> [TASK INPUT]:
►

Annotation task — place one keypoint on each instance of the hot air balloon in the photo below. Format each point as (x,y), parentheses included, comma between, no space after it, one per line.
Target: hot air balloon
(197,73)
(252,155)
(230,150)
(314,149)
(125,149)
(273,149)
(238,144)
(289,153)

◄

Your answer should be the whole listing above, repeated exactly as it appears.

Annotation task — place one keypoint on each instance of the hot air balloon in the photo below. Format each point as (x,y), parentheses included, comma between, no space after it, one per line.
Target: hot air balloon
(197,73)
(252,155)
(230,150)
(314,149)
(125,149)
(273,149)
(238,144)
(289,153)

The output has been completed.